Passage ▸
================================
Wednesday, March 15, 2017

Ohio requires 1,900 water suppliers to map out any lead piping


Ohio’s environmental agency has received nearly 1,900 responses from water-supply systems that may – or may not –reveal lead-based piping and/or lead-infused components.

Included in this figure are systems impacting at least four properties owned by the Ohio Department of Natural Resources, all but one of which are popular with the public.

The reports were demanded by an Ohio law enacted just under one year ago. The law stipulated  that – in the parlance of the Ohio Environmental Protection Agency – “community and non-transient, non-community public water systems” must identify and also provide maps that either show service lines with lead or likely to have lead in some form. The deadline for filing those reports was March 9th.

“We are fully compliant with the reporting requirements,” said Victor Riverendo, the Natural Resources Department’s administrator for water and waste water treatment. “If there is anything is there, it might be in the buildings with copper lines.”

Lead is a toxic metal and is associated in young children at even low levels with such debilitations as lower IQs, delayed growth, poor hearing, and Attention Deficit Hyperactivity disorder. In high lead levels, the toxic substance can lead to mental retardation, convulsions, coma and even death, says the Ohio Department of Health.

Ohio’s Health Department sternly warns that “there are no safe levels” of lead in the body.

Part of this activity is due to the 2015 finding of excessive lead in Flint, Michigan’s water supply that put at risk up to 12,000 children. This threat propelled other states like Ohio to investigate their own local water supply services for similar contamination.

“The maps will be used by the Ohio EPA to ensure that the proper lead and copper sampling is done in areas of lead service lines,” Ohio EPA spokeswoman Heidi Griesmer said.

However, a look at the individual systems found in the table of the 1,878 water supply systems – only 10 have yet to meet the law’s date requirement – shows a wide range of reporting details. That disparity enfolds the methods being used by the Natural Resources Department’s four identified water supply subjects, too: Deer Creek State Park – Lodge; Hocking Hills State Park; Mohican Lodge at Pleasant Hill Reservoir; and the now largely unused Zaleski Civilian Conservation Corps Camp in Zaleski State Forest.
================================
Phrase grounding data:
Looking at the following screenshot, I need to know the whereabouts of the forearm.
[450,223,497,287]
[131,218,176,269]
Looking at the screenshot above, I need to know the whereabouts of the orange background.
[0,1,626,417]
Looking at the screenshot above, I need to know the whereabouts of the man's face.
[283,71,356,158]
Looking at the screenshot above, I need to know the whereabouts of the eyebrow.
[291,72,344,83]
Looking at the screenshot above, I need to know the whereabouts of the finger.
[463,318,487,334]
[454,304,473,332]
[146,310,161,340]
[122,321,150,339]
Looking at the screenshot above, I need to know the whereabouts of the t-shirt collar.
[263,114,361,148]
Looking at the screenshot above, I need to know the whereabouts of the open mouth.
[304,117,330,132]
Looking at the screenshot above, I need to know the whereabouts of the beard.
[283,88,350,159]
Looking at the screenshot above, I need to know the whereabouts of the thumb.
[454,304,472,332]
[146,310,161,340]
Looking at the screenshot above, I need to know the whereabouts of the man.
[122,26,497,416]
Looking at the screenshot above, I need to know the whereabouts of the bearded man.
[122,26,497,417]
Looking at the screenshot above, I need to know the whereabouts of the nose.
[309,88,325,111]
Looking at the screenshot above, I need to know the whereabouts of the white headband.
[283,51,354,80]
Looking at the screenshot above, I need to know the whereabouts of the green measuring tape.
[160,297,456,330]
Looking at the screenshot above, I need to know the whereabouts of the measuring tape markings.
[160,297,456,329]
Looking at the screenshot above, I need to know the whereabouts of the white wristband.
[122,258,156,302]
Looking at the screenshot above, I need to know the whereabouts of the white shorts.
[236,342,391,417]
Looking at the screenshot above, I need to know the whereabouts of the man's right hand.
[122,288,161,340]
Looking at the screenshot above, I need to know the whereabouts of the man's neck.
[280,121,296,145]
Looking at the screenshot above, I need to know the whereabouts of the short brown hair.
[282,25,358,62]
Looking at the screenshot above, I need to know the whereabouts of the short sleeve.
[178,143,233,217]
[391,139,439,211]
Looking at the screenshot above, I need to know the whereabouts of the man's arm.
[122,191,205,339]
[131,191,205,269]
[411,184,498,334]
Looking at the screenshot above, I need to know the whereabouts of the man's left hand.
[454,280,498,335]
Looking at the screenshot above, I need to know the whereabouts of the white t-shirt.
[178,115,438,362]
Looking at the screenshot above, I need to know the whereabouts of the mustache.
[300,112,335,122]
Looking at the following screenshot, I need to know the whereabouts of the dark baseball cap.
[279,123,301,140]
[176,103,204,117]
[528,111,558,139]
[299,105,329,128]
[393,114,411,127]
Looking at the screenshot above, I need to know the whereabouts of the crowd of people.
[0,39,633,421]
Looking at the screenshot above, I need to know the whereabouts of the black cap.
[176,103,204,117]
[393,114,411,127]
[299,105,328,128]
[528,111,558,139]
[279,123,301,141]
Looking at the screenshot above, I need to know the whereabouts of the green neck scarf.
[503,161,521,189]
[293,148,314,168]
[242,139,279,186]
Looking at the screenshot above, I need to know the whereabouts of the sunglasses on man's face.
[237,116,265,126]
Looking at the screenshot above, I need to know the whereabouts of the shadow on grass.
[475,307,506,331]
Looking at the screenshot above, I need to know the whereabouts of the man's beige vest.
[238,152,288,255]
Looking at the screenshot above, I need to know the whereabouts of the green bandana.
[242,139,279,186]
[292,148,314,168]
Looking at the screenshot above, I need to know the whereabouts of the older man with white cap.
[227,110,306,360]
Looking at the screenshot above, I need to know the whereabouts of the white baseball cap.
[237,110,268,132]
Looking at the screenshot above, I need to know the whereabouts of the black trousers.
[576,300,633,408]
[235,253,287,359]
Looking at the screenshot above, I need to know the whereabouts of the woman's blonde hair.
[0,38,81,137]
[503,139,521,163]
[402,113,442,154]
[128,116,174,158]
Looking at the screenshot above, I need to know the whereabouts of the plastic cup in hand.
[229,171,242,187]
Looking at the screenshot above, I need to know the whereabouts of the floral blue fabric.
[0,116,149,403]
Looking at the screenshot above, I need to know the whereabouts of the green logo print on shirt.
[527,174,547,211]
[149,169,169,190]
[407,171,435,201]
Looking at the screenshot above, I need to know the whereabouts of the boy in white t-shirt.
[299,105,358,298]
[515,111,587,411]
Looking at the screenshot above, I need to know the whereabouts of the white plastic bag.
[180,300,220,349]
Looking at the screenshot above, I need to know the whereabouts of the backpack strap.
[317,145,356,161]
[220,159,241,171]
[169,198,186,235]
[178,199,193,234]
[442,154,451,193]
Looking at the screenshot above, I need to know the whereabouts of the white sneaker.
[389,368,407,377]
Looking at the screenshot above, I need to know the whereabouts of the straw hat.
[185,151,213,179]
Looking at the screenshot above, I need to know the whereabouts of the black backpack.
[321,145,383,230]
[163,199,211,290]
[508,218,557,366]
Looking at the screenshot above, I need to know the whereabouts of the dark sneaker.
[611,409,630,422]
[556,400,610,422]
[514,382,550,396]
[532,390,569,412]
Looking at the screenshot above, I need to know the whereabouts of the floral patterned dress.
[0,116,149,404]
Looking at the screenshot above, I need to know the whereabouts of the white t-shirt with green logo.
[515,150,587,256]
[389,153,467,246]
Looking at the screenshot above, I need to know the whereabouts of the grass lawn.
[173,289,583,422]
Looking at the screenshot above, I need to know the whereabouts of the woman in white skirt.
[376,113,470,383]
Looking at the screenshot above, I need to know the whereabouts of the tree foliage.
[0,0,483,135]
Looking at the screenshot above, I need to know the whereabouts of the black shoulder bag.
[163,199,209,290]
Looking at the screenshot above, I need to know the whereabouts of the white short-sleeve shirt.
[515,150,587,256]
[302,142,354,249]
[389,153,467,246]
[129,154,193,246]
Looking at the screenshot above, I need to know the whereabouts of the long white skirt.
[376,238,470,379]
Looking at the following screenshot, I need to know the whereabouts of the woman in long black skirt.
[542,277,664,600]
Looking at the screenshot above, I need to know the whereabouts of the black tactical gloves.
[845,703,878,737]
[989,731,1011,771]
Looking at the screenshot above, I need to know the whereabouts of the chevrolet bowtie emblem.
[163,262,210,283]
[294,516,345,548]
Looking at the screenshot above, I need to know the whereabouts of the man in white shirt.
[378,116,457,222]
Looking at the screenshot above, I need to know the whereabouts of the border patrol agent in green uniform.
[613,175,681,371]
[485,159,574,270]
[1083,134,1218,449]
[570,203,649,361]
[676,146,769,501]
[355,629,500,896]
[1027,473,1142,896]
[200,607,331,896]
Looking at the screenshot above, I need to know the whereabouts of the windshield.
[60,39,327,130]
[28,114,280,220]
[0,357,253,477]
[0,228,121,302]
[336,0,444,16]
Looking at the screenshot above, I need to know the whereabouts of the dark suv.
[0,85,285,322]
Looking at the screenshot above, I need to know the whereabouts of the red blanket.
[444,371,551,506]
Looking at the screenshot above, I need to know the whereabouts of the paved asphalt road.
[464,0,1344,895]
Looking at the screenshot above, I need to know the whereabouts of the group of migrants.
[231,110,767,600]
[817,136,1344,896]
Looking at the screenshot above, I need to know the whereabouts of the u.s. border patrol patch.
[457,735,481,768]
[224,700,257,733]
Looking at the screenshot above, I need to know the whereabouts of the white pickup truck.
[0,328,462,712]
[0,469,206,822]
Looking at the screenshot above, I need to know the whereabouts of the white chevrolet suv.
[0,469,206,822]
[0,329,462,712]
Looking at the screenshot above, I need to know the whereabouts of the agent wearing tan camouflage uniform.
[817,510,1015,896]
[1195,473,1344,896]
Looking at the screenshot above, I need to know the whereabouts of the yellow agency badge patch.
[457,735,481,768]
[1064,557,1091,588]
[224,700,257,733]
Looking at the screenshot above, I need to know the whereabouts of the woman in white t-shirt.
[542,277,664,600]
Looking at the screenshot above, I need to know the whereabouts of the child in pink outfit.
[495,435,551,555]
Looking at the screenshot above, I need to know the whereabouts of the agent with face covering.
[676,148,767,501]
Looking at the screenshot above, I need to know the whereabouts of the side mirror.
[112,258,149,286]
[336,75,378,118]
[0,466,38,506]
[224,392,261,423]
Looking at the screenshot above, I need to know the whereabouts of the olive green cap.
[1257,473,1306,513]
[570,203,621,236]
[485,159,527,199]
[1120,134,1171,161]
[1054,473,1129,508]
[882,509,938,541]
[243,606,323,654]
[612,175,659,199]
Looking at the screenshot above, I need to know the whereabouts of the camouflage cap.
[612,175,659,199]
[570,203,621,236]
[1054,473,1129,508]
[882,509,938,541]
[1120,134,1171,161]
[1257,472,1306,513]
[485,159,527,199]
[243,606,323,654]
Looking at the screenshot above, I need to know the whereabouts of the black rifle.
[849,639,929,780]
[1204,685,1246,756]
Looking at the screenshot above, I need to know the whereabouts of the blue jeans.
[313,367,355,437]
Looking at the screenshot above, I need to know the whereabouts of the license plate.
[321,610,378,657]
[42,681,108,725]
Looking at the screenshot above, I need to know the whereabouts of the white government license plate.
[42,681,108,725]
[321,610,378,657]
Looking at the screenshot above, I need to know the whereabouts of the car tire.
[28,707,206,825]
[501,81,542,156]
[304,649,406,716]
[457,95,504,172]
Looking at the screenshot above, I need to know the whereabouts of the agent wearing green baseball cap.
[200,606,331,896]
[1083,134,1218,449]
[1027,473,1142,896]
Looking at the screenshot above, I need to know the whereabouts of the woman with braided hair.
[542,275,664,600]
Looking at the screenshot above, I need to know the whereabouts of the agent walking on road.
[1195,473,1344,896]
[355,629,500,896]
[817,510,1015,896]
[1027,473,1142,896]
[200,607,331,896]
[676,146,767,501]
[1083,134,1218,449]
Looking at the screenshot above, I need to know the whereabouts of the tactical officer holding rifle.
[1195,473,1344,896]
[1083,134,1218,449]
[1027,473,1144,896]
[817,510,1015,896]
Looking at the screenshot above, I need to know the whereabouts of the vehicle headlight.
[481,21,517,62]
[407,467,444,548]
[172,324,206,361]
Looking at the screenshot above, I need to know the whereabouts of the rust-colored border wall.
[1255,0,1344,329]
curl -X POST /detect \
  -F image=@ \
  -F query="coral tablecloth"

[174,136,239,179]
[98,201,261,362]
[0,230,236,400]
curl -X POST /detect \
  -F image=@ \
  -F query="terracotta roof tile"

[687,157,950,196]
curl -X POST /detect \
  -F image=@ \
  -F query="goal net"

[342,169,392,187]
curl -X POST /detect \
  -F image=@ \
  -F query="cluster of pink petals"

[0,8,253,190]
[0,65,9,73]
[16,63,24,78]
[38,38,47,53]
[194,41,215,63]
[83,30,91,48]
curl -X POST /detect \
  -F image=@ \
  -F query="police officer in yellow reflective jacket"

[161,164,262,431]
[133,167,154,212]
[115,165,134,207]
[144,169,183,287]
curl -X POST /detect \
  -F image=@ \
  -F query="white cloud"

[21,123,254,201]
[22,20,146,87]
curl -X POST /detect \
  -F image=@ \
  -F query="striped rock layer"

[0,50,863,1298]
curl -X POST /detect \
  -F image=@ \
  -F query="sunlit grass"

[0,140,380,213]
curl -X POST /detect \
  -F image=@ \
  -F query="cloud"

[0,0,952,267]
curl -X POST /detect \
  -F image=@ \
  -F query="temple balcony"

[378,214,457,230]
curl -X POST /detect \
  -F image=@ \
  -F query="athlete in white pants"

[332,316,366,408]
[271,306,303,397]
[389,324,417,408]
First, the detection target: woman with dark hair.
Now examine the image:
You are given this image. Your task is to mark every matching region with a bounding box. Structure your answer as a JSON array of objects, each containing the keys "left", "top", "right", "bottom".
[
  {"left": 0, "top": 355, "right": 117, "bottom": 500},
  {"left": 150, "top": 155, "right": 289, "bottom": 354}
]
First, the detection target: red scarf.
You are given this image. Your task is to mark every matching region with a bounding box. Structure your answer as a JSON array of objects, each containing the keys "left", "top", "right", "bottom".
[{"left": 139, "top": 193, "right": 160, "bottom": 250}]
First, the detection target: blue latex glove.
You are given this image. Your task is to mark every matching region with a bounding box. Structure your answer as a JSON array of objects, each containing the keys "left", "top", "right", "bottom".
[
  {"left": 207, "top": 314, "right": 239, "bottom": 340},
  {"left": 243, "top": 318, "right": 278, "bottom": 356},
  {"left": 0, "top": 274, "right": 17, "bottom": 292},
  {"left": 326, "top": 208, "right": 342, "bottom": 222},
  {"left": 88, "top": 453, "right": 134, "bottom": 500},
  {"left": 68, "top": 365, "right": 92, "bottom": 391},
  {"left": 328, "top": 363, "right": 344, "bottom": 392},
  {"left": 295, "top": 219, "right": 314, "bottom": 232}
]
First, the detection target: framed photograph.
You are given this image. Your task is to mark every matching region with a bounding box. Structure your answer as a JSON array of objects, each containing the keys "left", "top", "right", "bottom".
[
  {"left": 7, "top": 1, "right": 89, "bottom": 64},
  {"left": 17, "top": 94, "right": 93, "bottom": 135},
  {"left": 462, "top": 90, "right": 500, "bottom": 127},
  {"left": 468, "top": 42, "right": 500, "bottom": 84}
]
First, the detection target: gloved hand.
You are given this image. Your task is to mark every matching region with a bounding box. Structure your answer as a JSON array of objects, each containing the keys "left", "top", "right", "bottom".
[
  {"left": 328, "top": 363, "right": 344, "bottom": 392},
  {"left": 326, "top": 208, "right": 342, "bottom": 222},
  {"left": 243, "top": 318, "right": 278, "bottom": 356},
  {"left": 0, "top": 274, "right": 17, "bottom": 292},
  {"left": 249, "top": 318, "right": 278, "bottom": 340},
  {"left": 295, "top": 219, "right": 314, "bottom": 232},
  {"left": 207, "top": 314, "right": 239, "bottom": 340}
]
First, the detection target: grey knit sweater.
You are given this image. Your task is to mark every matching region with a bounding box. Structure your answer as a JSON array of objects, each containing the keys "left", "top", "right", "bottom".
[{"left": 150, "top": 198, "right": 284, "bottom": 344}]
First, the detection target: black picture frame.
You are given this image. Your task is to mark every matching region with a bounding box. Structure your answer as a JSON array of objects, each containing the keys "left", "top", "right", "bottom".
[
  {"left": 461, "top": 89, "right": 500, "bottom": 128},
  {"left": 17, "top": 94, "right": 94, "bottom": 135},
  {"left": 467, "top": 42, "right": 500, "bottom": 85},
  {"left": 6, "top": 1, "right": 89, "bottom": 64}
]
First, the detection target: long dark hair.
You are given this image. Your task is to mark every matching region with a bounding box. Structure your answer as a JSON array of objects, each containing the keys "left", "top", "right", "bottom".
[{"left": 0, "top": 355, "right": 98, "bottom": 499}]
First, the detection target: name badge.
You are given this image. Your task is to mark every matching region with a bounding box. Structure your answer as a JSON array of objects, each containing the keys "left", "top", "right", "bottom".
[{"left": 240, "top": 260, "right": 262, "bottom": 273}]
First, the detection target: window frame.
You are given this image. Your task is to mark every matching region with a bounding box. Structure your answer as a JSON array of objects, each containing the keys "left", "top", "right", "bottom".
================================
Work required ▸
Reproduce the portion of the Ohio lead piping article that starts at "The reports were" and ends at "was March 9th.", word for word.

Response for this exercise ▸
The reports were demanded by an Ohio law enacted just under one year ago. The law stipulated  that – in the parlance of the Ohio Environmental Protection Agency – “community and non-transient, non-community public water systems” must identify and also provide maps that either show service lines with lead or likely to have lead in some form. The deadline for filing those reports was March 9th.